◆ WHAT YOU NEED TO DO ◆
**A)** Answer these questions using the text "Windows on an Intel Mac":
(i) Which two options did the old PowerPC G3-G5 systems offer?
(ii) At about what speed can Windows 2000 run on the G5 with VirtualPC?
(iii) What did the Intel processor reduce immensely?
**B)** In the text "Windows on an Intel Mac," rewrite the paragraph that begins "Then came the Intel Mac" as a shorter version that keeps its main facts.
**C)** From the text "Windows on an Intel Mac," pull out the passage that begins at the words "Windows on an" and stops after the words "on these issues.".

[start of TEXT SECTION]

Windows on an Intel Mac
As we continue to see Apple inroads into the Windows PC market, people keep looking for solutions for running the applications that are Windows-only on a Mac. I have faced this need for years. On the old systems (PowerPC G3-G5) we had options like SoftWindows and VirtualPC. With my G5 and 1.5 GB of memory, I can actually run Windows 2000 at about 50% speed using VirtualPC.
Then came the Intel Mac before the populus. The Intel processor allowed designers to take advantage of the same core binary math operations used by PCs in emulating Windows. This reduced the translation overhead immensely, enabling the Intel Macs to run Windows and Windows software at native speeds. Nonetheless, though they be "able" to run at near-native speeds, much was left to do as far as integration and inter-operability is concerned. Let me comment on these issues.

[end of TEXT SECTION]
[start of DATASET ROWS]

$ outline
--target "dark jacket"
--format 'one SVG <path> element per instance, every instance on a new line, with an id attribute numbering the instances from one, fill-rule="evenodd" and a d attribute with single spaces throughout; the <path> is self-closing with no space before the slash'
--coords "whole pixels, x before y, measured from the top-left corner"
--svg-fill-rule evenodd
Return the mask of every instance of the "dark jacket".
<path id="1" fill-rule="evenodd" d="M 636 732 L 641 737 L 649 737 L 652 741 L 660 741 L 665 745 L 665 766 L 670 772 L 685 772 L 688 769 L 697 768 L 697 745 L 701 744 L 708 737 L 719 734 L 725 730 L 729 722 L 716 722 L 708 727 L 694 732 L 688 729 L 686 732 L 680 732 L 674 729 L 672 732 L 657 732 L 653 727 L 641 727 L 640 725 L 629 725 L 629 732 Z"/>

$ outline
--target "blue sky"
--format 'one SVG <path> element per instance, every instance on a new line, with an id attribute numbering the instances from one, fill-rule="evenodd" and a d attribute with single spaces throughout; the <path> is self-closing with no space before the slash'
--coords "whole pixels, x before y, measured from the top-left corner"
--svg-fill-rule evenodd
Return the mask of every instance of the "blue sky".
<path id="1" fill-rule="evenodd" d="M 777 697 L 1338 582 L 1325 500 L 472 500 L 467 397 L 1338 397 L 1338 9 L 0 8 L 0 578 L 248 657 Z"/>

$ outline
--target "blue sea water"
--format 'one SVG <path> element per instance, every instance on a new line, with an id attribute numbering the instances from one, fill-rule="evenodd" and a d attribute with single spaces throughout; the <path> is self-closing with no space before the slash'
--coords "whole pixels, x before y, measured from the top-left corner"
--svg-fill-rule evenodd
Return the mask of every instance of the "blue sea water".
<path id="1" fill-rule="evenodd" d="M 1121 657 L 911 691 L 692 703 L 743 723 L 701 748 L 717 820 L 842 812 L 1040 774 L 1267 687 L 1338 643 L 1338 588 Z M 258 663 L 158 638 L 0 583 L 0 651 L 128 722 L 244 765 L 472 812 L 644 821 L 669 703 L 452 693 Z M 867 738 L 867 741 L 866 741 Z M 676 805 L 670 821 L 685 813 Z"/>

[end of DATASET ROWS]

◆ ANSWERS TO THE EXERCISES ◆
**A)**
(i) SoftWindows and VirtualPC.
(ii) About 50% speed.
(iii) The translation overhead.

**B)** The Intel processor let designers emulating Windows use the same core binary math operations as PCs. This greatly cut translation overhead, so Intel Macs could run Windows and Windows software at native speeds. Integration and inter-operability still needed much work.

**C)**
Windows on an Intel Mac
As we continue to see Apple inroads into the Windows PC market, people keep looking for solutions for running the applications that are Windows-only on a Mac. I have faced this need for years. On the old systems (PowerPC G3-G5) we had options like SoftWindows and VirtualPC. With my G5 and 1.5 GB of memory, I can actually run Windows 2000 at about 50% speed using VirtualPC.
Then came the Intel Mac before the populus. The Intel processor allowed designers to take advantage of the same core binary math operations used by PCs in emulating Windows. This reduced the translation overhead immensely, enabling the Intel Macs to run Windows and Windows software at native speeds. Nonetheless, though they be "able" to run at near-native speeds, much was left to do as far as integration and inter-operability is concerned. Let me comment on these issues.